# [GIVEN TEXT]
◆ ◆ ◆ ◆

Re: [PATCH v2] userns: Disallow setgroups unless the gid_map writer is privileged

From: Andy Lutomirski
Date: Tue Dec 02 2014 - 15:13:59 EST

On Tue, Dec 2, 2014 at 11:45 AM, Eric W. Biederman
<ebiederm@xxxxxxxxxxxx> wrote:
> Andy Lutomirski <luto@xxxxxxxxxxxxxx> writes:
>> On Tue, Dec 2, 2014 at 4:09 AM, Eric W. Biederman <ebiederm@xxxxxxxxxxxx> wrote:
>>> Andy Lutomirski <luto@xxxxxxxxxxxxxx> writes:
>>>> Classic unix permission checks have an interesting feature. The
>>>> group permissions for a file can be set to less than the other
>>>> permissions on a file. Occasionally this is used deliberately to
>>>> give a certain group of users fewer permissions than the default.
>>>> User namespaces break this usage. Groups set in rgid or egid are
>>>> unaffected because an unprivileged user namespace creator can only
>>>> map a single group, so setresgid inside and outside the namespace
>>>> have the same effect. However, an unprivileged user namespace
>>>> creator can currently use setgroups(2) to drop all supplementary
>>>> groups, so, if a supplementary group denies access to some resource,
>>>> user namespaces can be used to bypass that restriction.
>>>> To fix this issue, this introduces a new user namespace flag
>>>> USERNS_SETGROUPS_ALLOWED. If that flag is not set, then
>>>> setgroups(2) will fail regardless of the caller's capabilities.

◆ ◆ ◆ ◆

# [RECORDED INFORMATION]
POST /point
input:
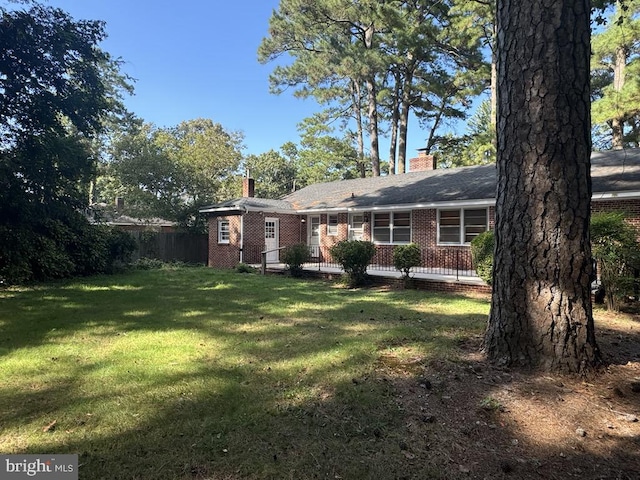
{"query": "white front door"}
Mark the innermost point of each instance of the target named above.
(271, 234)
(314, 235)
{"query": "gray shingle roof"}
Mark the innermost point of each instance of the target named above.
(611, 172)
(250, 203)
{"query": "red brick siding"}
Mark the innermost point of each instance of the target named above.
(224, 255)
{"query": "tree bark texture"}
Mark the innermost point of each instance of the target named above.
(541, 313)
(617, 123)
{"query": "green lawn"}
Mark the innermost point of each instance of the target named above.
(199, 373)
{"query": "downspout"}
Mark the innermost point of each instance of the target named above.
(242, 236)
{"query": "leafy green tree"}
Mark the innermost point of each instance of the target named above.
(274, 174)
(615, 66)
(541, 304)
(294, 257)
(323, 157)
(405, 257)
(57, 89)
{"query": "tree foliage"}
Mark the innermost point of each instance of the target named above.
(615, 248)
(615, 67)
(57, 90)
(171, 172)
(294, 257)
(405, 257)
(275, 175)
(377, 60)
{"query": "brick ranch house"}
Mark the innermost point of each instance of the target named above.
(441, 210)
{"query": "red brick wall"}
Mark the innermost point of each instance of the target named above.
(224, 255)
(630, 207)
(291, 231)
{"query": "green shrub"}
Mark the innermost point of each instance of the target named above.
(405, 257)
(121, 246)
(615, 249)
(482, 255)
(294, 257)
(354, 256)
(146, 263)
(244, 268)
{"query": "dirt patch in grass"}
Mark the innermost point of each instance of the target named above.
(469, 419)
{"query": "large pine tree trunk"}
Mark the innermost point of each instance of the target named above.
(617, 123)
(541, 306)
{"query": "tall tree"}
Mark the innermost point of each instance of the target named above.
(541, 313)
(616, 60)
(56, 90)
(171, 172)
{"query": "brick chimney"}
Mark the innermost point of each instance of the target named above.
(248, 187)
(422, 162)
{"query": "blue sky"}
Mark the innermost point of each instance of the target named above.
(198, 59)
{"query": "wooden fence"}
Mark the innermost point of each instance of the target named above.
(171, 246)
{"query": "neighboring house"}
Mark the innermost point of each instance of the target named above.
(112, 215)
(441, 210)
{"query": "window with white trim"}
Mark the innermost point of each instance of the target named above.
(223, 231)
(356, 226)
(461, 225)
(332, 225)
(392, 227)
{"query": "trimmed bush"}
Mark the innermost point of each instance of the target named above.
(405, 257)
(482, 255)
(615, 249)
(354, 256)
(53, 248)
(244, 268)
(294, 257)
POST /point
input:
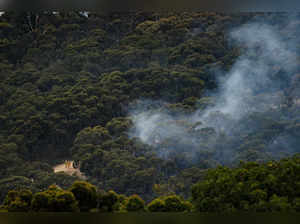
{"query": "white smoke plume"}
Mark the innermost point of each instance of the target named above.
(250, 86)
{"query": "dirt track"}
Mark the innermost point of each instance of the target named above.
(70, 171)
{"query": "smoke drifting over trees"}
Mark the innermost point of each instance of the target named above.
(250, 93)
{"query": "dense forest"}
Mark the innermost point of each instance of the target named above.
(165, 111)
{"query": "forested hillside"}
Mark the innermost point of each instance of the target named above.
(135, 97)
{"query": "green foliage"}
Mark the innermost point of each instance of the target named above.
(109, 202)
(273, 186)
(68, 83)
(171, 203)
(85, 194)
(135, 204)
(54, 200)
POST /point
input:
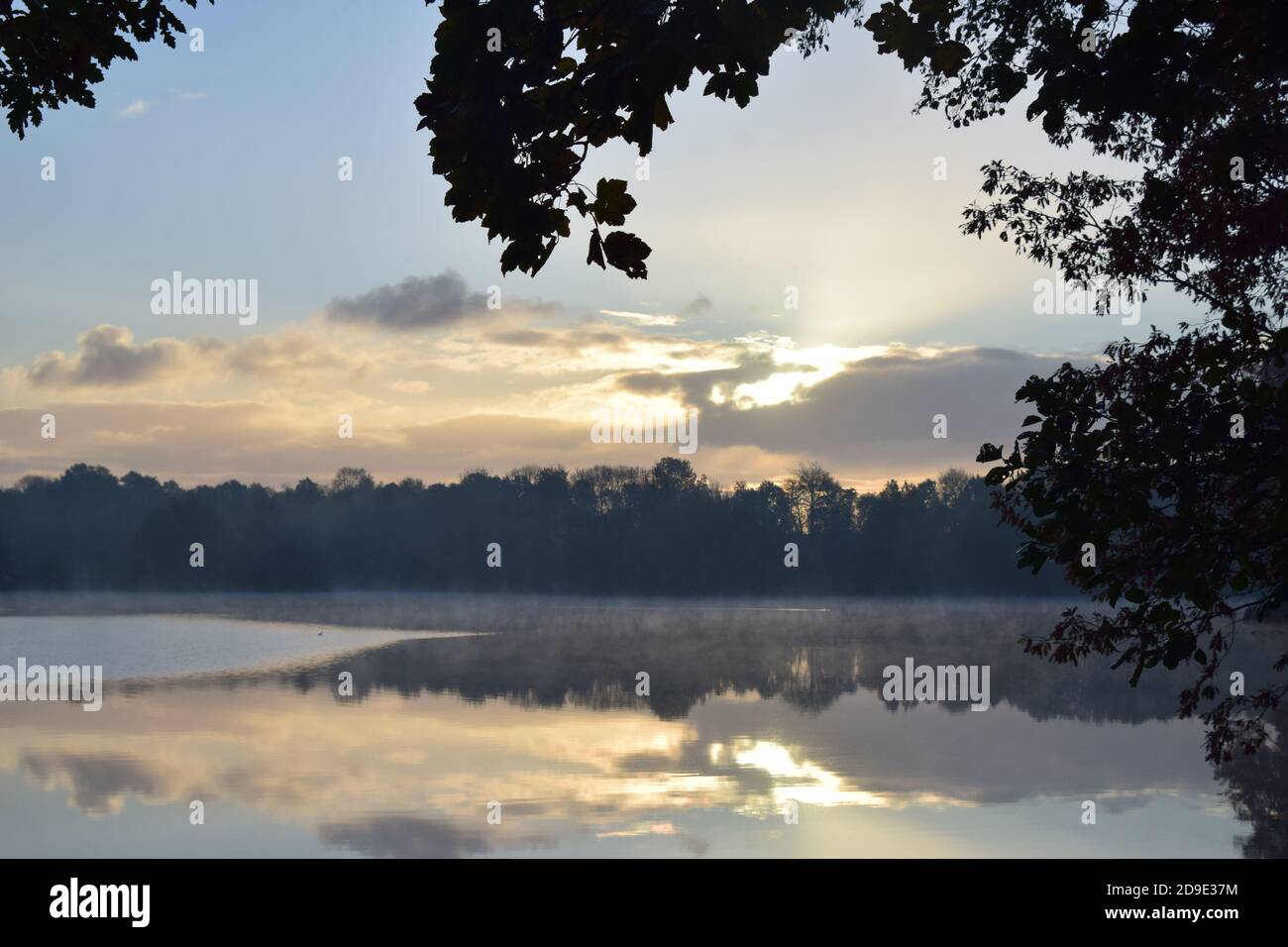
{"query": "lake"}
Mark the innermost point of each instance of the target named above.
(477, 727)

◆ ◆ ◆ ◆

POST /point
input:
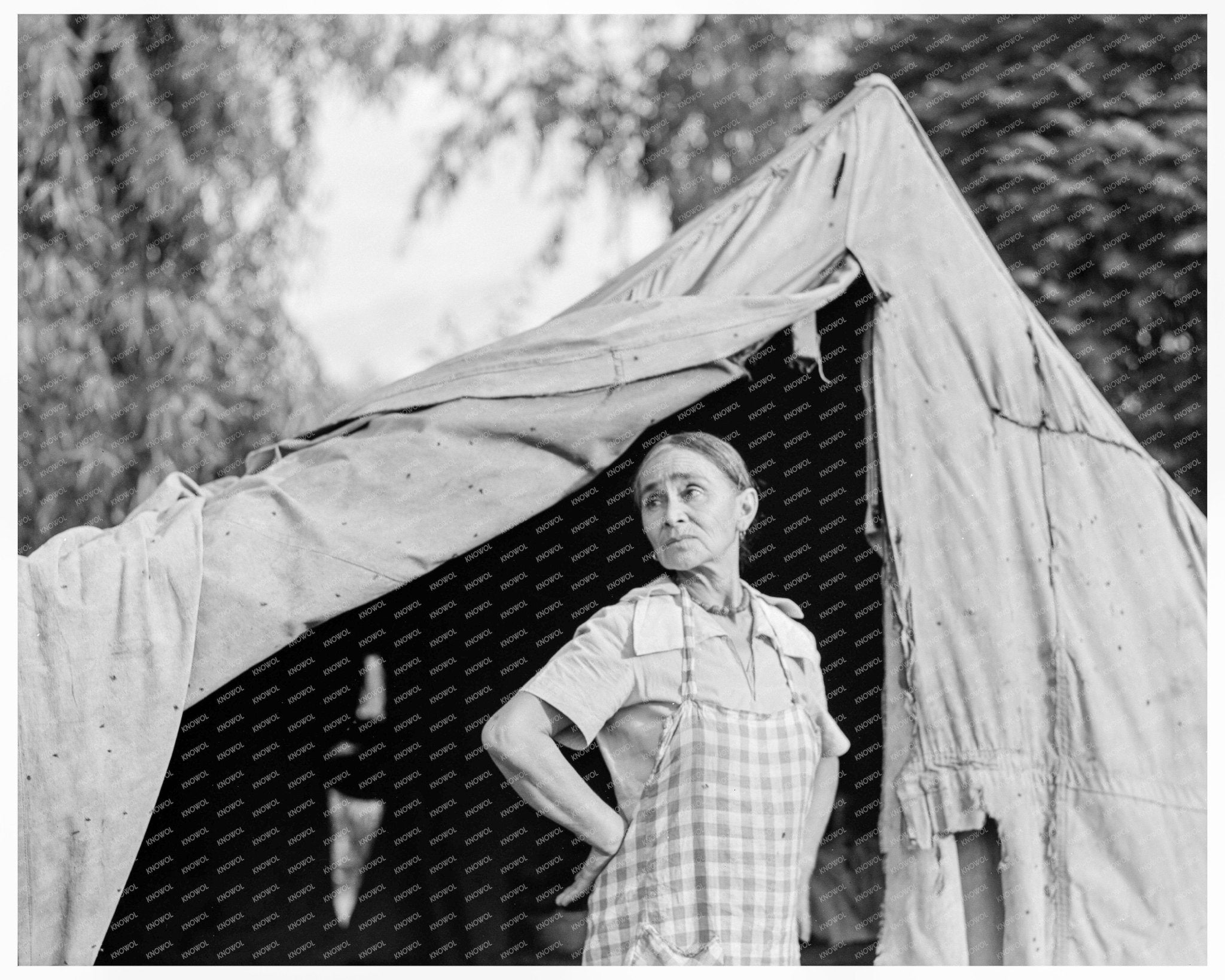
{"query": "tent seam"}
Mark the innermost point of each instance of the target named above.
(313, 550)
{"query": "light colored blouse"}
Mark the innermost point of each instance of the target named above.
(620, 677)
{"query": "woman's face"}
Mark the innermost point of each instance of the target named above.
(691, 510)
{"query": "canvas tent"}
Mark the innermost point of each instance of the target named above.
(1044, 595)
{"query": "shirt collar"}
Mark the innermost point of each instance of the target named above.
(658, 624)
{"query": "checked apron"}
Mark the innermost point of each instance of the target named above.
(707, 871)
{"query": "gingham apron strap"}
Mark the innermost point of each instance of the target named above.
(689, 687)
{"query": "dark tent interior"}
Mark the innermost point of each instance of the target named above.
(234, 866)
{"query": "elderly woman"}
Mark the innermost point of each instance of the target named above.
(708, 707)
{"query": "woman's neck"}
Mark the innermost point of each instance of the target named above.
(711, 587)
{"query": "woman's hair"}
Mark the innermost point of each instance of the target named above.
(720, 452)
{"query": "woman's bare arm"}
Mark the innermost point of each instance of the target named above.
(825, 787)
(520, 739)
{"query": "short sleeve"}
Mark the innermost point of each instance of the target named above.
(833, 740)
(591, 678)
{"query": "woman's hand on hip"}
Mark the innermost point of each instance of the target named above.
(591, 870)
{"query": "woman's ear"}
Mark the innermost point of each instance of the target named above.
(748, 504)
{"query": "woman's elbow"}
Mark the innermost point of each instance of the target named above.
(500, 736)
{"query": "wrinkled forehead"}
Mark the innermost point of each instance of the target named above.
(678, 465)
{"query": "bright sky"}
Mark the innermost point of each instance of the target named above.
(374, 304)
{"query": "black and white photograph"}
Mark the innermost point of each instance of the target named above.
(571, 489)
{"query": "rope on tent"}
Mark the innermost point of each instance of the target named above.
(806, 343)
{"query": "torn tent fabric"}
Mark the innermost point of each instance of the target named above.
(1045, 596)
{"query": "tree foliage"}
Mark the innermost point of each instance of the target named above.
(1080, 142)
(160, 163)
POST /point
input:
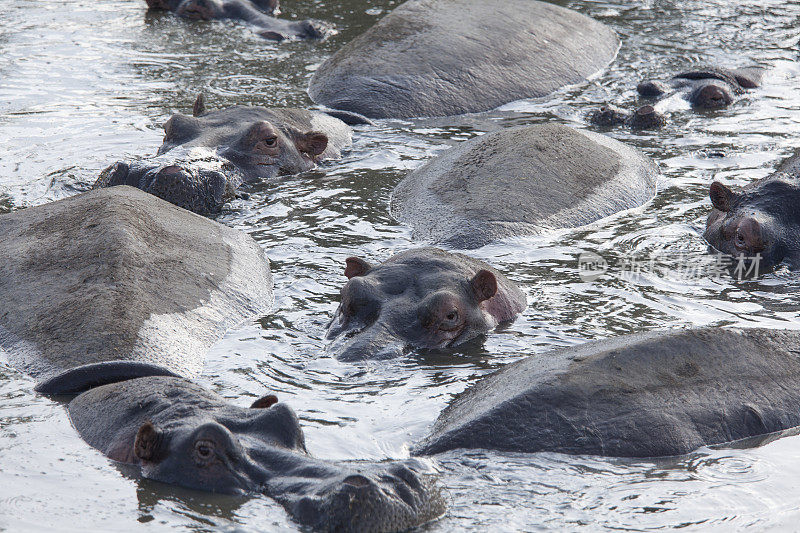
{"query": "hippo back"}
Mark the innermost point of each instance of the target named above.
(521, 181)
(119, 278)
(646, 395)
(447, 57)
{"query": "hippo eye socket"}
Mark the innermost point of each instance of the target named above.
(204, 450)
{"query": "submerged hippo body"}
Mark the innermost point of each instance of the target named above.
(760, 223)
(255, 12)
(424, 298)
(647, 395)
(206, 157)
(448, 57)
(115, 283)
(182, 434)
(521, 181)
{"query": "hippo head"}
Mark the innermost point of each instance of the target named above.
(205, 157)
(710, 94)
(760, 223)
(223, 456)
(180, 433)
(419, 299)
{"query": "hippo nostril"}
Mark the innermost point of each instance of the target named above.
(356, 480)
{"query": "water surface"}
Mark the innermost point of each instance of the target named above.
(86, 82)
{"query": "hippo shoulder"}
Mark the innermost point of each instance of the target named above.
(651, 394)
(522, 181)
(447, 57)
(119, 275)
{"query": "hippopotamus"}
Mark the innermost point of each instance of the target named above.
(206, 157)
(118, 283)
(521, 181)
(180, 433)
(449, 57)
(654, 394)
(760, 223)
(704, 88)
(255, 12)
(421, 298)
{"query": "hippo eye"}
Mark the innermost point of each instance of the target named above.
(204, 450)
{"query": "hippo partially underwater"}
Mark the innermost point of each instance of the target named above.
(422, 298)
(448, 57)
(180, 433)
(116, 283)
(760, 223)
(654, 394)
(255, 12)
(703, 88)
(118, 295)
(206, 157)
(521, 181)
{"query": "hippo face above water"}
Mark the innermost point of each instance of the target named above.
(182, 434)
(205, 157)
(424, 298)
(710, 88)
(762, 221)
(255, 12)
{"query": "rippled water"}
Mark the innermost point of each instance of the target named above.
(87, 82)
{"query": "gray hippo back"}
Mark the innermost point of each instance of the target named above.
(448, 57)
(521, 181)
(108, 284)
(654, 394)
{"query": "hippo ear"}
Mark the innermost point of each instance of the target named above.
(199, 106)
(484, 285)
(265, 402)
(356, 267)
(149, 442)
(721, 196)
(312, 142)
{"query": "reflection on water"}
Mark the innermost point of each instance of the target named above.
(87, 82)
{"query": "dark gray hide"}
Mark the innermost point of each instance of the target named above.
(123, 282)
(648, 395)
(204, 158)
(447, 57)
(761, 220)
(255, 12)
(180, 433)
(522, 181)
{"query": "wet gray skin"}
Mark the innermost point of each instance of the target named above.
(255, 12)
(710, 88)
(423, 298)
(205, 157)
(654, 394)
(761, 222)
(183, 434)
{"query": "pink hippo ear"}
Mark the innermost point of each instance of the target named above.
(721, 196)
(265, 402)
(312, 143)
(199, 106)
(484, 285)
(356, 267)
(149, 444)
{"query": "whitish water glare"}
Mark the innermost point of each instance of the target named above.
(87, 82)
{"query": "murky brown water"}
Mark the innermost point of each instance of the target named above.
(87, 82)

◆ ◆ ◆ ◆

# [EXERCISE AIM]
Copy the entire patch message word for word. Rely only on the patch message.

# [ANSWER TO THIS PROBLEM]
Re: [PATCH v2] userns: Disallow setgroups unless the gid_map writer is privileged

From: Andy Lutomirski
Date: Tue Dec 02 2014 - 15:13:59 EST

On Tue, Dec 2, 2014 at 11:45 AM, Eric W. Biederman
<ebiederm@xxxxxxxxxxxx> wrote:
> Andy Lutomirski <luto@xxxxxxxxxxxxxx> writes:
>> On Tue, Dec 2, 2014 at 4:09 AM, Eric W. Biederman <ebiederm@xxxxxxxxxxxx> wrote:
>>> Andy Lutomirski <luto@xxxxxxxxxxxxxx> writes:
>>>> Classic unix permission checks have an interesting feature. The
>>>> group permissions for a file can be set to less than the other
>>>> permissions on a file. Occasionally this is used deliberately to
>>>> give a certain group of users fewer permissions than the default.
>>>> User namespaces break this usage. Groups set in rgid or egid are
>>>> unaffected because an unprivileged user namespace creator can only
>>>> map a single group, so setresgid inside and outside the namespace
>>>> have the same effect. However, an unprivileged user namespace
>>>> creator can currently use setgroups(2) to drop all supplementary
>>>> groups, so, if a supplementary group denies access to some resource,
>>>> user namespaces can be used to bypass that restriction.
>>>> To fix this issue, this introduces a new user namespace flag
>>>> USERNS_SETGROUPS_ALLOWED. If that flag is not set, then
>>>> setgroups(2) will fail regardless of the caller's capabilities.